§ **Data**
%%
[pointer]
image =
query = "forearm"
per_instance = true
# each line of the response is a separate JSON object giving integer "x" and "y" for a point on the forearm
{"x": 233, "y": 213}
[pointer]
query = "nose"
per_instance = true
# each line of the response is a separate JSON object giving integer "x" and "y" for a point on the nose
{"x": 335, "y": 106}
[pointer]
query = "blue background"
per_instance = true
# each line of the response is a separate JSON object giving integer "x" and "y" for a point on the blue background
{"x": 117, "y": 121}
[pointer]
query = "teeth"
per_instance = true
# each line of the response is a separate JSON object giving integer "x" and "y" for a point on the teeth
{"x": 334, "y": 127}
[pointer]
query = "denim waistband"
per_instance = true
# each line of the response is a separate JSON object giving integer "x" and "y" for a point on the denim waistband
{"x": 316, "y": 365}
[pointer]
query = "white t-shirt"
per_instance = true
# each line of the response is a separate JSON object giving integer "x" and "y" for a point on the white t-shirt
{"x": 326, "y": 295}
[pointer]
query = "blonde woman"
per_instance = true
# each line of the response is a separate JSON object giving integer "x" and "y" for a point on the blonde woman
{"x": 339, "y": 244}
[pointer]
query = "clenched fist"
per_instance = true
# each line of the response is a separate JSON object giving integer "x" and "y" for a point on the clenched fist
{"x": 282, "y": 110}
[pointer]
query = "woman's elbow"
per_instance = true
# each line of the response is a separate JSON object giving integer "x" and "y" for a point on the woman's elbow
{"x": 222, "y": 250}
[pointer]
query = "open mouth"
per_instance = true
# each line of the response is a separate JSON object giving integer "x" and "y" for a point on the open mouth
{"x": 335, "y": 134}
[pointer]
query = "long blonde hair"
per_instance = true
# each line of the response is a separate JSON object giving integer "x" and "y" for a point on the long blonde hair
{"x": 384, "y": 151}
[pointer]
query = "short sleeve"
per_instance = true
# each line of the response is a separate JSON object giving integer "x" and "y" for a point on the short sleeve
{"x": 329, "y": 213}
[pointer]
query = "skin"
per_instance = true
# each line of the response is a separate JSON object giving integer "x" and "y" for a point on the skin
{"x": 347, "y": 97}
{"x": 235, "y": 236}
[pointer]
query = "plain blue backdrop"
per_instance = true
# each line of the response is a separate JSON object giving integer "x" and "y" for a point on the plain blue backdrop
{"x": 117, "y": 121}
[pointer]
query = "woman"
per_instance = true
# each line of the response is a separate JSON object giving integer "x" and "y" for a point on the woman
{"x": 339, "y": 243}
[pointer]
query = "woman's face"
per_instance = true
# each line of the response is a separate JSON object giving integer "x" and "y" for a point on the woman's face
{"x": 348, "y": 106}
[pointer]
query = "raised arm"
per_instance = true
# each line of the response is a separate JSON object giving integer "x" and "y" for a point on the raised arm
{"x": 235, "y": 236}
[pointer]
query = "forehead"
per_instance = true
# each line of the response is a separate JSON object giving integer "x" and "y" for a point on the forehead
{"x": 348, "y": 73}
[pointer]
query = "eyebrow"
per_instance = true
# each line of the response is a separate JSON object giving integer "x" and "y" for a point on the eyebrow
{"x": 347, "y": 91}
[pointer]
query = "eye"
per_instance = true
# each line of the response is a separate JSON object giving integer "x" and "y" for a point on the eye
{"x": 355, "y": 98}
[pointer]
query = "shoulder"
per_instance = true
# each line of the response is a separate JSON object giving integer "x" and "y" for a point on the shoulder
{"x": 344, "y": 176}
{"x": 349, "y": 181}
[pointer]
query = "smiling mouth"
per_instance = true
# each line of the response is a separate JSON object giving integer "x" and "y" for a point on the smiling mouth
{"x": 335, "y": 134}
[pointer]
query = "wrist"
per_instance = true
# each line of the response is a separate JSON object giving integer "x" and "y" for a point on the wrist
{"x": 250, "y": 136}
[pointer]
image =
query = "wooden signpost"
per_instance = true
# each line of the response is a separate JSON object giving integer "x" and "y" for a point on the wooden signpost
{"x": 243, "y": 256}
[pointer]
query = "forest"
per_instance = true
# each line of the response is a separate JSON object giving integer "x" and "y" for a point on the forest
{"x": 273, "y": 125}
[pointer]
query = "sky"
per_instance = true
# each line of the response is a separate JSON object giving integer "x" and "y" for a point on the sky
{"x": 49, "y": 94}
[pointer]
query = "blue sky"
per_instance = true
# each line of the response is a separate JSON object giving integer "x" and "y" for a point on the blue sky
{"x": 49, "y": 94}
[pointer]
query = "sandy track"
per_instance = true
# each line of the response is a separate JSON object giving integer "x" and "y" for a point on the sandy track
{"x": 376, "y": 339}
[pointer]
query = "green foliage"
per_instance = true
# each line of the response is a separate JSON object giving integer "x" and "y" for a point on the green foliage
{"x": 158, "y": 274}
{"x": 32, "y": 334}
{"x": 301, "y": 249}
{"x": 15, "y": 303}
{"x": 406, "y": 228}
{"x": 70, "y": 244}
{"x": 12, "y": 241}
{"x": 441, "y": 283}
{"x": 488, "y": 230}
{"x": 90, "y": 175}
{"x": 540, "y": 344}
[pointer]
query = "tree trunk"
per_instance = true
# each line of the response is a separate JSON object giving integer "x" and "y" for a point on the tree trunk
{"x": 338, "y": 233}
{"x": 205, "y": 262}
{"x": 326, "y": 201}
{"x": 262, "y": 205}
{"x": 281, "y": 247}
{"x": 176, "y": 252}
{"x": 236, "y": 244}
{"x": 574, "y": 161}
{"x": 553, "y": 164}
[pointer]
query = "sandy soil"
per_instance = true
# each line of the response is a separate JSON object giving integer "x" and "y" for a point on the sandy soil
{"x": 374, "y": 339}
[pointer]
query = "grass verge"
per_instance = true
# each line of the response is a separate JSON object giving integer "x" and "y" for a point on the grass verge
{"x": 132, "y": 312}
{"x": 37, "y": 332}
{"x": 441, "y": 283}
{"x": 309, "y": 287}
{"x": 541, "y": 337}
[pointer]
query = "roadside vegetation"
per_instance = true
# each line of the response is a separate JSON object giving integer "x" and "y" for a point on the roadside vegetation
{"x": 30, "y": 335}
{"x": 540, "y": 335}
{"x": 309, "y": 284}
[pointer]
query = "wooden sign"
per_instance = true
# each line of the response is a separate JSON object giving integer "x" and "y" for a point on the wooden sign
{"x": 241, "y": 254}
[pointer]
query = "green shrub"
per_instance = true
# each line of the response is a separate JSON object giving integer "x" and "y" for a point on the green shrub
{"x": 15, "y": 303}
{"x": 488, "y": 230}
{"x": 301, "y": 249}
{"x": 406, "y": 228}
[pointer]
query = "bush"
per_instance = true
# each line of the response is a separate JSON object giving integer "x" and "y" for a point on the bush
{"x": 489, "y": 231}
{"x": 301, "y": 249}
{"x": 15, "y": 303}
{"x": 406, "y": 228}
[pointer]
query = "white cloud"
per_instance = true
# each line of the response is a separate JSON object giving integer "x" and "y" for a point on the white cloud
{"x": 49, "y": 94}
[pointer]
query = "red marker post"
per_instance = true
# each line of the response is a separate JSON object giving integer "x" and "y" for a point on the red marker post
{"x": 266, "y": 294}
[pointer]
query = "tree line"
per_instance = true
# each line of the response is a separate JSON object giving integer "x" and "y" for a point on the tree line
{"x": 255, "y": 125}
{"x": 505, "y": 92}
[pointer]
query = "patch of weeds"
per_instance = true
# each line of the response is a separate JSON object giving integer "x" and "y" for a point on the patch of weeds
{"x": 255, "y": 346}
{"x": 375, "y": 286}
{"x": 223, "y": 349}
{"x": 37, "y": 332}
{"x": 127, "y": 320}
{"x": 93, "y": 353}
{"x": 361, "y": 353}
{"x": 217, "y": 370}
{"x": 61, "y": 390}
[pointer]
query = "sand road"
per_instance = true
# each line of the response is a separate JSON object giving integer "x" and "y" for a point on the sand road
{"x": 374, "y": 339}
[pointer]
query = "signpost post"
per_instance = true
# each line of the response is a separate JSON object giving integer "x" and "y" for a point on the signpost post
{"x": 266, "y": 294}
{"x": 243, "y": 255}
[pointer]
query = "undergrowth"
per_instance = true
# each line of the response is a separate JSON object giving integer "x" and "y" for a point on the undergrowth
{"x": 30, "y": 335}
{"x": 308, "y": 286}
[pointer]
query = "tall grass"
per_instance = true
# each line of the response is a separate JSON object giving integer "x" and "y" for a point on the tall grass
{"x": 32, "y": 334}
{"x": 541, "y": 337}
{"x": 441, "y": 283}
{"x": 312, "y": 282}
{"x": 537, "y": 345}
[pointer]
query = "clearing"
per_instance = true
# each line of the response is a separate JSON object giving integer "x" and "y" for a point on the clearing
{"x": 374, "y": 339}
%%
§ **What the task requires**
Count the lines in the records above that contain the string "long". Reply with that number alone.

§ **Answer to this exercise**
2